- **INSTRUCTIONS TO FOLLOW**
Write out the listing below exactly, and omit any images you find in it.

- **MATERIAL**

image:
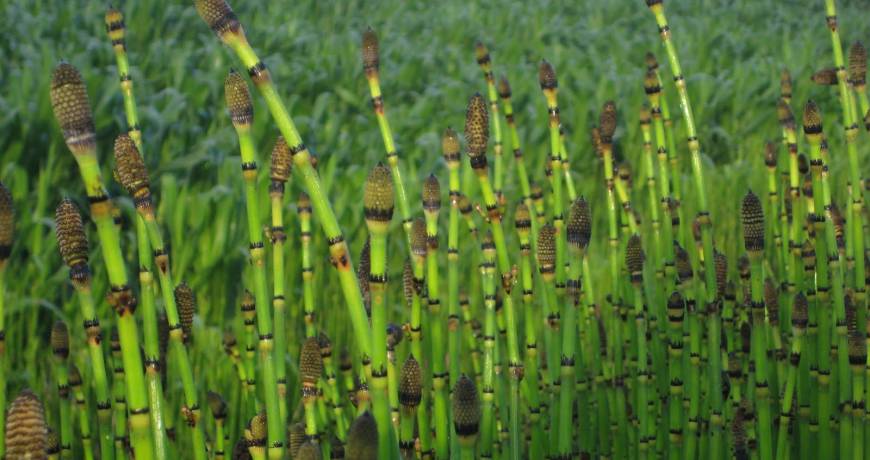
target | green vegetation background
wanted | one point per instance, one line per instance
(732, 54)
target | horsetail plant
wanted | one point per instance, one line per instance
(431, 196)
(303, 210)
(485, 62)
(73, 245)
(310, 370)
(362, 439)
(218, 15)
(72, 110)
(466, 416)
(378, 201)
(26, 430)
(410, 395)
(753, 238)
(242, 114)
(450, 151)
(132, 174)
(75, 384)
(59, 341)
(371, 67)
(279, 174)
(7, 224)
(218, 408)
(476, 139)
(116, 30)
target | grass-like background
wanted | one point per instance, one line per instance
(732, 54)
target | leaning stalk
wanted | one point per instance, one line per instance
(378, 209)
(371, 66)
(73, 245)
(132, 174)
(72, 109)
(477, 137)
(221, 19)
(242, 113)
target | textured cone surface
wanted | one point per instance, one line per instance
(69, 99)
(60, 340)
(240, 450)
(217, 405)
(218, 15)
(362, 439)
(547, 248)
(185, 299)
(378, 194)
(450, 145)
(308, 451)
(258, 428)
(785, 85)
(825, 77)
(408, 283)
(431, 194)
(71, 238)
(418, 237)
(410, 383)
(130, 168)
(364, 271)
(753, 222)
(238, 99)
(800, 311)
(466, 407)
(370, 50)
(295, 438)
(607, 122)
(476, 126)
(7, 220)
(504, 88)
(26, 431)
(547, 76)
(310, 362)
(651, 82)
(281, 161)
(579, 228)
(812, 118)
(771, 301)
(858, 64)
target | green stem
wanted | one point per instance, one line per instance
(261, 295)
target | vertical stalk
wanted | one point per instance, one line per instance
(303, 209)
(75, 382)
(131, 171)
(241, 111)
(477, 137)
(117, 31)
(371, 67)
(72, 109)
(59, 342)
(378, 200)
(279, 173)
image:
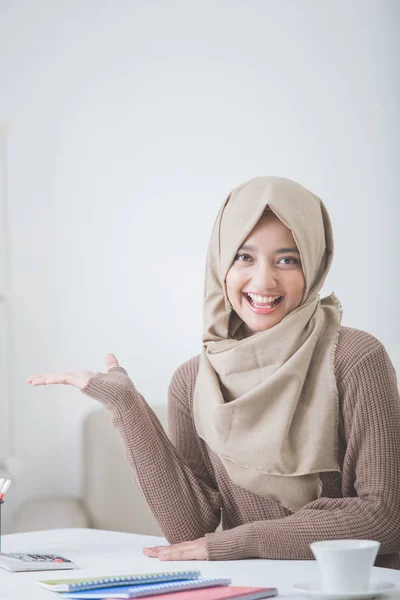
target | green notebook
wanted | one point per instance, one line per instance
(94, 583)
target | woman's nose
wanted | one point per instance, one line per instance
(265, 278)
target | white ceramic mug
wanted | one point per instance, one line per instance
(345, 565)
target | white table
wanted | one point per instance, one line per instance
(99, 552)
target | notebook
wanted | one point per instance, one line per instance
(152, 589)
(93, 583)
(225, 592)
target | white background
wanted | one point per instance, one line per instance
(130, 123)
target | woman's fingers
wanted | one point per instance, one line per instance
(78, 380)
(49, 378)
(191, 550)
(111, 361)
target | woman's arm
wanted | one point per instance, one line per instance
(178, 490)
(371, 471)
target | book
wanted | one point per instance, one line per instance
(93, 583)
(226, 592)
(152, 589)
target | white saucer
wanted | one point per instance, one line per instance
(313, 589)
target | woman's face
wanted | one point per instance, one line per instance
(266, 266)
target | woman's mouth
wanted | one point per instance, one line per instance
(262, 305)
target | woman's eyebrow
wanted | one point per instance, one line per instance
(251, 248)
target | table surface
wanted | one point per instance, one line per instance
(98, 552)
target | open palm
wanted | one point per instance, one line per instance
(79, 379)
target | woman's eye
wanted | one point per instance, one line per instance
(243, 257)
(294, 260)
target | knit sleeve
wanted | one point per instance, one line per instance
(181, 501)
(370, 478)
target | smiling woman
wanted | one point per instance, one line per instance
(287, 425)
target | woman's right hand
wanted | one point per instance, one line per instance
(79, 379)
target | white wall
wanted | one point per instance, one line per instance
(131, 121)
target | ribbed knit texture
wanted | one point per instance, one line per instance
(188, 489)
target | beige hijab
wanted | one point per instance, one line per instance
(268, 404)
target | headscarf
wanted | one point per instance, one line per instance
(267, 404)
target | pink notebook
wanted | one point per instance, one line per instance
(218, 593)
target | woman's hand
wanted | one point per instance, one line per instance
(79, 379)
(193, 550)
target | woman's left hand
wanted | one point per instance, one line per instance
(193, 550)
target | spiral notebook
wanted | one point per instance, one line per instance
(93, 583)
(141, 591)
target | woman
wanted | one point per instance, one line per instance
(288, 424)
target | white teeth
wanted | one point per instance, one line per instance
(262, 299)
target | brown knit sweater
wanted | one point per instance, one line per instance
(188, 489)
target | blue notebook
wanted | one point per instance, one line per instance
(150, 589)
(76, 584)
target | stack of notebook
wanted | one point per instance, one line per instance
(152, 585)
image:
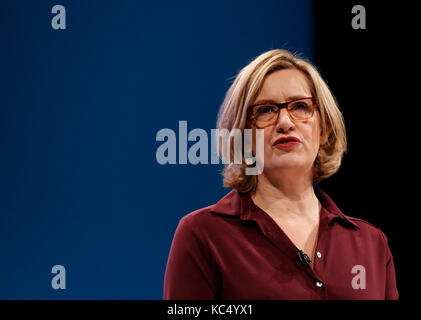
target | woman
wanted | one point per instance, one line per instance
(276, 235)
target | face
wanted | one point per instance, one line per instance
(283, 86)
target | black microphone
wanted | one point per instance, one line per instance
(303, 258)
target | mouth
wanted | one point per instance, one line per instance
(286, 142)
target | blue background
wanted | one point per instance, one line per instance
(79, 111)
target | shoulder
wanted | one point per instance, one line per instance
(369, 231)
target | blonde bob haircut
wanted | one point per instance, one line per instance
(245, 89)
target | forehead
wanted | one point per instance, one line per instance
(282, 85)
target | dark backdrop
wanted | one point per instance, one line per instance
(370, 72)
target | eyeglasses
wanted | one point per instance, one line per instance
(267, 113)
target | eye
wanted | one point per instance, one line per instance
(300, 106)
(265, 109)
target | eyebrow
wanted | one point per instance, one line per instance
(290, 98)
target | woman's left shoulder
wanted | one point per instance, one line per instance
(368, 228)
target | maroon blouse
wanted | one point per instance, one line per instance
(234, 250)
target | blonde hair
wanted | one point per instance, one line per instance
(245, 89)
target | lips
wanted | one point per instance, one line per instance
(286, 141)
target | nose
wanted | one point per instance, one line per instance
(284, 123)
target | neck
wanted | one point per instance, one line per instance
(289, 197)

- **EXERCISE RESULT**
image:
target | green vegetation background
wanted | one point per instance, one line per instance
(732, 54)
target | horsetail plant
wanted | one point per instance, one line per instance
(431, 196)
(303, 210)
(485, 62)
(73, 245)
(310, 370)
(362, 439)
(218, 15)
(72, 110)
(466, 416)
(378, 201)
(26, 430)
(410, 395)
(753, 238)
(242, 114)
(450, 151)
(132, 174)
(75, 384)
(59, 341)
(371, 67)
(279, 174)
(7, 224)
(218, 408)
(476, 139)
(116, 30)
target | grass-like background
wanted | one point per instance, one line per instance
(732, 54)
target | leaning stalk
wanted | one point per instance, one line per instance
(378, 209)
(371, 66)
(73, 245)
(132, 174)
(72, 109)
(477, 137)
(221, 19)
(242, 113)
target | textured cone surface
wanted | one point per instance, one line per instance
(69, 99)
(60, 340)
(240, 450)
(217, 405)
(218, 15)
(362, 439)
(547, 248)
(185, 299)
(378, 194)
(450, 145)
(308, 451)
(258, 428)
(785, 85)
(825, 77)
(408, 283)
(431, 194)
(71, 238)
(418, 237)
(410, 383)
(130, 168)
(364, 271)
(753, 222)
(238, 99)
(800, 311)
(466, 407)
(370, 50)
(295, 438)
(607, 122)
(476, 126)
(7, 220)
(504, 88)
(26, 431)
(547, 76)
(310, 362)
(651, 82)
(281, 161)
(579, 228)
(812, 118)
(771, 301)
(858, 64)
target | green stem
wanted | one point per instance, one line per instance
(261, 295)
target | vertical stalk
wanted | one point per instance, one line per instance
(303, 209)
(75, 382)
(131, 171)
(241, 111)
(477, 137)
(117, 31)
(371, 67)
(72, 109)
(59, 342)
(378, 200)
(279, 173)
image:
target | green notebook
wanted | one point per instance, one line per instance
(94, 583)
target | woman's nose
wanted | one point per instance, one line per instance
(265, 278)
target | white ceramic mug
wanted | one point per instance, one line per instance
(345, 565)
target | white table
wanted | one point per instance, one line per instance
(99, 552)
target | notebook
wanted | one point per instance, one line per instance
(152, 589)
(93, 583)
(225, 592)
target | white background
wanted | one point per instance, one line per instance
(130, 123)
target | woman's fingers
wanted | one point per instance, one line per instance
(78, 380)
(49, 378)
(191, 550)
(111, 361)
target | woman's arm
wanted | one point per instance, one line per instance
(178, 490)
(371, 471)
target | book
wanted | one point per instance, one line per instance
(93, 583)
(226, 592)
(152, 589)
target | white saucer
wanted | one point per instance, one line per instance
(313, 589)
target | woman's face
wanted | one point per instance, one line per instance
(266, 266)
target | woman's mouth
wanted | one point per instance, one line per instance
(262, 305)
target | woman's eyebrow
wanted | one point per instance, one line per instance
(251, 248)
target | table surface
wanted | one point per instance, one line per instance
(98, 552)
target | open palm
wanted | one point per instance, one line per instance
(79, 379)
target | woman's eye
wanted | one point per instance, one line per instance
(243, 257)
(294, 260)
target | knit sleeve
wanted | one point per instance, one line per instance
(181, 501)
(370, 478)
target | smiling woman
wanted | one point per instance, one line per instance
(287, 425)
target | woman's right hand
wanted | one point per instance, one line per instance
(79, 379)
target | white wall
wanted | one point per instance, one line per instance
(131, 121)
target | ribbed knit texture
wanted | one point per instance, one line per instance
(188, 489)
target | beige hijab
wanted | one point per instance, one line per instance
(268, 404)
target | headscarf
wanted | one point per instance, one line per instance
(267, 404)
target | pink notebook
wanted | one point per instance, one line per instance
(218, 593)
target | woman's hand
wanted | one point per instance, one line per instance
(79, 379)
(193, 550)
target | woman's left hand
wanted | one point per instance, one line per instance
(193, 550)
target | spiral notebook
wanted | one point per instance, one line per instance
(93, 583)
(141, 591)
target | woman
wanted | one point per instance, one line per instance
(288, 424)
target | white teeth
wanted | one point per instance, one line per instance
(262, 299)
target | brown knit sweater
wanted | one point per instance, one line per instance
(188, 489)
target | blue notebook
wanted | one point per instance, one line per instance
(150, 589)
(76, 584)
target | stack of notebook
wanted | one point per instance, one line per instance
(152, 585)
image:
target | woman
wanted | one point per instance, one line per instance
(276, 235)
target | face
wanted | one point per instance, one line per instance
(283, 86)
target | black microphone
wanted | one point per instance, one line per instance
(303, 258)
target | mouth
wanted | one point per instance, one line per instance
(286, 142)
target | blue background
wanted | one point per instance, one line per instance
(79, 111)
target | shoulder
wanted | one point per instance, one line per instance
(369, 231)
target | blonde bob haircut
wanted | one point per instance, one line per instance
(245, 89)
target | forehead
wanted | one point per instance, one line per instance
(282, 85)
target | dark backdrop
wanted | one point per instance, one line per instance
(370, 72)
target | eyeglasses
wanted | one point per instance, one line per instance
(267, 113)
target | eye
wanted | one point per instance, one line per instance
(300, 106)
(265, 109)
target | eyebrow
wanted | one point per instance, one line per instance
(290, 98)
target | woman's left shoulder
wanted | one point per instance, one line per instance
(368, 228)
target | maroon blouse
wanted | one point per instance, one line per instance
(234, 250)
target | blonde hair
wanted | one point per instance, one line per instance
(245, 89)
target | lips
wanted | one point per instance, one line per instance
(286, 141)
target | nose
wanted | one point per instance, one line per instance
(284, 123)
target | neck
wanted | one point per instance, one line per instance
(289, 197)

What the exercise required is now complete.